EXCERPTED PASSAGE:
"""

We leave and decide to get the public bus to the prevoz (the market). The buses are old and bleak and after a few stops it gets very crowded but it's an experience and we get there safely. The prevoz is something else altogether. Wow! Mum says if you haven't been to the prevoz you don't know Odessa. This place is huge, with outdoor and indoor areas that seem to go on forever. There's the meat building where chunks of meat sit on the stone slabs, exposed. Dogs and cats roam around. This place is certainly not for the squeamish and dispells my long held belief that meat comes on styrofoam trays from the supermarket. This is the real deal and only one short step away from the abatoir.

Then there are areas where people sell cold meat, hams and salamis, stall after stall after stall. The dairy area where people sell cottage cheese, cream and sour cream, fetta cheese, stall after stall, etc. People walk around, take a taste of this and that. It's the way it's done here but I felt so bad. These are peasant people, most of them, making these goods in their homes on the city outskirts and hauling them in every day. Making a pittance on the tiny prices they charge and yet the locals walk around and take a taste of everything. A particular custom is to get a dollop of cream or sour cream on the top of your hand and to lick it off. I couldn't get into that custom.

Outside there are countless stalls, tiny ones, selling fruit and vegetables, sometimes no more than a few handfuls of this or that, a few herbs, a few tomatoes. Here too people ask to taste the produce and then bargain over the already low prices. There are clothes stalls, shoes and sunglasses, hardware, somewhat like our Paddy's Market.

We come away with some cottage cheese and sour cream, a smoked mackrel (mmm....) - a beautiful big fat juicy one for about AUS$3.50, some strawberries and cherries, a big slice of Napoleon Cake (a special childhood memory of mine).

We take the bus back to mum's friend's house. On the way a man hops onto the bus to sell newspapers. He tells the people all about his particular paper, an Odessa speciality. He is dry funny. The paper costs ONE GRIVNA (the local currency) which is about 15 cents. After I get off the bus I think that I should have bought one as a souvenir.

"""

SOURCE EXCERPT:
"""

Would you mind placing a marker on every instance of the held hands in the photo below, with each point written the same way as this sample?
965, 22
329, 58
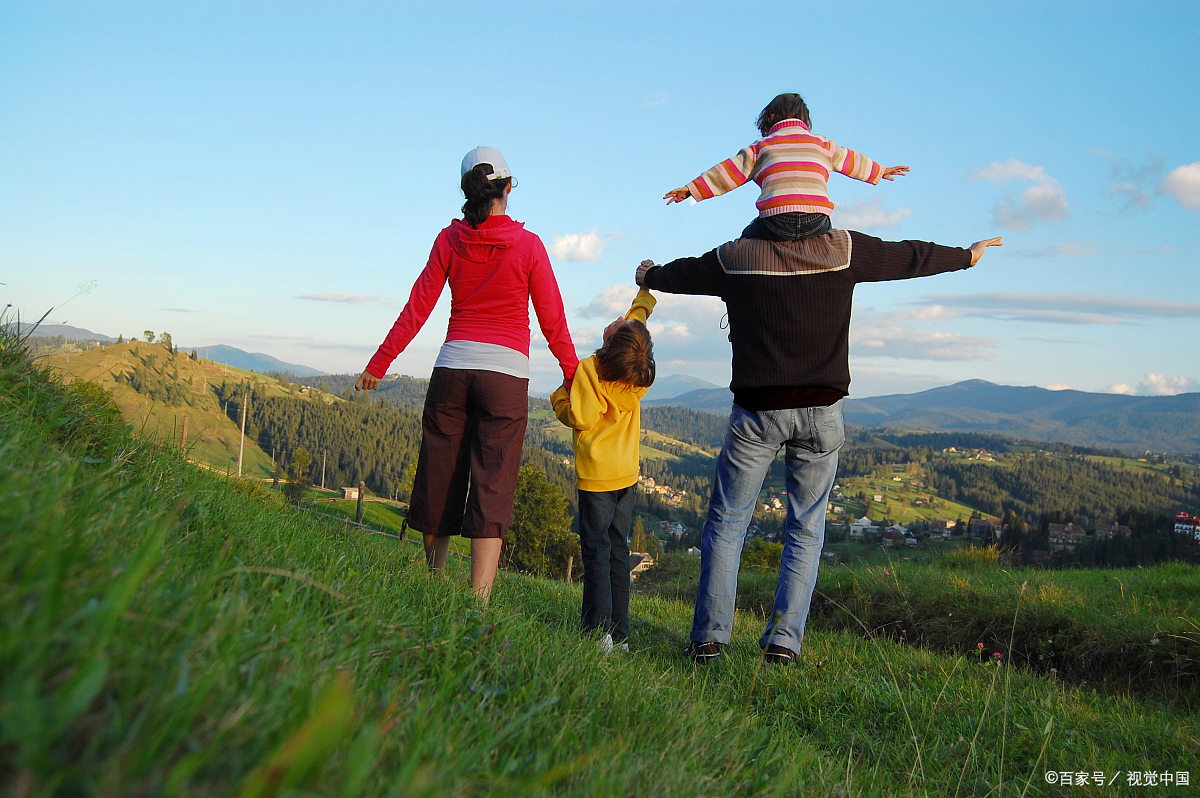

"""

PROBLEMS TO WORK ON:
a) Answer these questions using the account of the Odessa market:
(i) What does the writer's mum say about anyone who has not been to the prevoz?
(ii) What custom involving cream or sour cream does the account describe?
(iii) How much does the newspaper sold on the bus cost?
b) Continue the account of the Odessa market from the point where it ends.
The lines above have no connection to the text about the Odessa market.

THE REPLIES:
a)
(i) She says that if you haven't been to the prevoz, you don't know Odessa.
(ii) People get a dollop of cream or sour cream on the top of their hand and lick it off.
(iii) It costs one grivna, which is about 15 cents.

b)
After sharing another long lunch with mum's friends we call for a car to take us back to our apartment. We were getting ready for the ballet. We walked down to the Odessa Opera Theatre, a beautifully restored building not far from our apartment. It is lovely and like old European royalty we sat on little velvet and gilt chairs on a tiny balcony. The ballet was lovely but I'm more of a So You Think You Can Dance type. The music was lovely, the dancers were gorgeous, everything was perfect, yet I kept nodding off, the last few days finally catching up with me. If only they could have installed a few Jason Recliners (Gold Class cinema style) I may have enjoyed it a little more.

We finished off the evening with a late-ish supper at the Ukranian restaurant where we ate on our first day here. Though the food was delicious I may be reaching my limit on pork fat products. The cafe downstairs from us was in apparent disco mode when we returned home but closing my window made my room soundproof and I slept very very soundly last night.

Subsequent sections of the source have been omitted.